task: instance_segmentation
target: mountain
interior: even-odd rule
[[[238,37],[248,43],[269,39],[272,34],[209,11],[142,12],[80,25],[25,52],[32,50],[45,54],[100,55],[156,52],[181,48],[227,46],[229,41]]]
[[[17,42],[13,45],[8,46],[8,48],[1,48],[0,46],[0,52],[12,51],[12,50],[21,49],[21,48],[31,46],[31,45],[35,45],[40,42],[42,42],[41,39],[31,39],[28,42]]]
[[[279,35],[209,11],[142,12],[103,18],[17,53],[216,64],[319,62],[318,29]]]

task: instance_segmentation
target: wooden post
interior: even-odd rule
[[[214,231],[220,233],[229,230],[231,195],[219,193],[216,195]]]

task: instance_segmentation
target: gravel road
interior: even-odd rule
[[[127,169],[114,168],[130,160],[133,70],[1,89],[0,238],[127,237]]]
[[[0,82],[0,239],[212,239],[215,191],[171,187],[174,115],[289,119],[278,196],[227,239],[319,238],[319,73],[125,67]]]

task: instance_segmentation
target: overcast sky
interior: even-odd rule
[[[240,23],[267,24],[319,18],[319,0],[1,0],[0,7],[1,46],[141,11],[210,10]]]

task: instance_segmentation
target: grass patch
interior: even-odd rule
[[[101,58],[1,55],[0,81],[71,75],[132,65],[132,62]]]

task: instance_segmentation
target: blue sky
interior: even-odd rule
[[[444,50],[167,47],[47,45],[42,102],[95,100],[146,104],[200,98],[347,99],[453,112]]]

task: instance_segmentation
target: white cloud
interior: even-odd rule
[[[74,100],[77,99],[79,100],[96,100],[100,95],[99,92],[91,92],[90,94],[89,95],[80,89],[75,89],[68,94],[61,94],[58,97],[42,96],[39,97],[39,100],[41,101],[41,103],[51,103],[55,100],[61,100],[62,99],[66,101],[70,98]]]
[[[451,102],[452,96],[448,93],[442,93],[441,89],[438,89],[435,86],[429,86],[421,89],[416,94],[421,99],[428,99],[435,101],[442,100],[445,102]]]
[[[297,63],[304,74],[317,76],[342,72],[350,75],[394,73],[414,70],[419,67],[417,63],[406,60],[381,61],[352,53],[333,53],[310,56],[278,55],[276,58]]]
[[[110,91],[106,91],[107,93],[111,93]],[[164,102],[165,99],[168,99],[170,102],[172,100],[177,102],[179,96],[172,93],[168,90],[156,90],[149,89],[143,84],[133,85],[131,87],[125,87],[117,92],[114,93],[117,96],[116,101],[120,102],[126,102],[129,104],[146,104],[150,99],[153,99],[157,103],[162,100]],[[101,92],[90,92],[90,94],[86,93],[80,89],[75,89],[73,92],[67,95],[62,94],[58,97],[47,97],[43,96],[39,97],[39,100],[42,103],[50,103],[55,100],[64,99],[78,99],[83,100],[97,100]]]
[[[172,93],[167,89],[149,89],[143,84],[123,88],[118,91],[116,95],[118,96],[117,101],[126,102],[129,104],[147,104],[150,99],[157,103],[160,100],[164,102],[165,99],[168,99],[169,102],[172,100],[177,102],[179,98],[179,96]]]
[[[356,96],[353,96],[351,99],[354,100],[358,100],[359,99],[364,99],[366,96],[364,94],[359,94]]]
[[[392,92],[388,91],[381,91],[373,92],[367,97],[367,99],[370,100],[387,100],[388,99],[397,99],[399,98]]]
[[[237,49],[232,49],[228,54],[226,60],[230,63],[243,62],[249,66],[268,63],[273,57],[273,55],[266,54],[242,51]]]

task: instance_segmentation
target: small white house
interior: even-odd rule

▸ Task details
Convert the listing above into a Markdown table with two columns, Row and Listing line. Number each non-blank line in order and leave out the blank ones.

▸ Result of the task
| Row | Listing line |
|---|---|
| 1 | task: instance_segmentation |
| 2 | target: mountain |
| 3 | interior: even-odd rule |
| 4 | [[[238,37],[248,43],[269,39],[272,34],[209,11],[142,12],[80,25],[25,52],[32,50],[45,54],[100,55],[156,52],[181,48],[227,46],[229,41]]] |
| 5 | [[[17,42],[13,45],[8,46],[8,48],[1,48],[0,46],[0,52],[12,51],[12,50],[21,49],[21,48],[31,46],[31,45],[35,45],[40,42],[42,42],[41,39],[31,39],[28,42]]] |
| 6 | [[[279,35],[209,11],[142,12],[103,18],[17,53],[216,64],[319,62],[318,29]]] |
| 7 | task: instance_segmentation |
| 8 | target: wooden post |
| 9 | interior: even-odd rule |
| 10 | [[[214,231],[220,233],[229,230],[231,195],[219,193],[216,195]]] |
| 11 | task: instance_segmentation |
| 12 | target: gravel road |
| 13 | interior: even-odd rule |
| 14 | [[[127,169],[114,168],[130,160],[133,70],[1,89],[0,238],[127,237]]] |
| 15 | [[[0,82],[0,239],[212,239],[215,191],[171,187],[174,115],[289,119],[278,196],[227,239],[319,238],[319,73],[125,67]]] |
| 16 | task: instance_segmentation |
| 17 | target: overcast sky |
| 18 | interior: even-odd rule |
| 19 | [[[240,23],[267,24],[319,18],[319,0],[1,0],[0,7],[1,46],[141,11],[210,10]]] |
| 20 | task: instance_segmentation |
| 21 | target: grass patch |
| 22 | interior: even-odd rule |
| 23 | [[[101,58],[1,55],[0,81],[71,75],[132,65],[132,62]]] |
| 24 | task: instance_segmentation |
| 25 | target: blue sky |
| 26 | interior: even-odd rule |
| 27 | [[[444,50],[167,47],[47,45],[42,102],[95,100],[146,104],[200,98],[347,99],[453,112]]] |
| 28 | task: instance_segmentation |
| 29 | target: white cloud |
| 30 | interior: even-odd rule |
| 31 | [[[74,100],[77,99],[79,100],[96,100],[100,95],[99,92],[91,92],[90,94],[89,95],[80,89],[75,89],[68,94],[61,94],[58,97],[42,96],[39,97],[39,100],[41,101],[41,103],[51,103],[55,100],[61,100],[62,99],[66,101],[70,98]]] |
| 32 | [[[451,102],[452,96],[448,93],[442,93],[441,89],[438,89],[435,86],[429,86],[421,89],[416,94],[421,99],[428,99],[435,101],[442,100],[445,102]]] |
| 33 | [[[297,63],[304,74],[317,76],[342,72],[350,75],[394,73],[414,70],[419,67],[417,63],[406,60],[381,61],[352,53],[333,53],[310,56],[278,55],[276,58]]] |
| 34 | [[[110,91],[106,91],[107,93],[111,93]],[[164,102],[165,99],[168,99],[170,102],[172,100],[177,102],[179,96],[172,93],[168,90],[156,90],[149,89],[143,84],[133,85],[131,87],[125,87],[117,92],[114,93],[117,96],[116,101],[120,102],[126,102],[129,104],[146,104],[150,99],[153,99],[157,103],[162,100]],[[101,92],[90,92],[90,94],[86,93],[80,89],[75,89],[73,92],[67,95],[62,94],[58,97],[47,97],[43,96],[39,97],[39,100],[42,103],[50,103],[55,100],[64,99],[78,99],[83,100],[97,100]]] |
| 35 | [[[172,93],[167,89],[149,89],[143,84],[123,88],[118,91],[116,95],[118,96],[117,101],[126,102],[129,104],[147,104],[150,99],[157,103],[160,100],[164,102],[165,99],[168,99],[169,102],[172,100],[177,102],[179,98],[179,96]]] |
| 36 | [[[356,96],[353,96],[351,99],[354,100],[358,100],[359,99],[364,99],[366,96],[364,94],[359,94]]] |
| 37 | [[[392,92],[388,91],[381,91],[373,92],[367,97],[367,99],[370,100],[387,100],[388,99],[397,99],[399,98]]] |
| 38 | [[[237,49],[232,49],[228,54],[226,60],[230,63],[243,62],[249,66],[268,63],[273,57],[273,55],[266,54],[242,51]]] |
| 39 | task: instance_segmentation |
| 40 | target: small white house |
| 41 | interior: even-odd rule |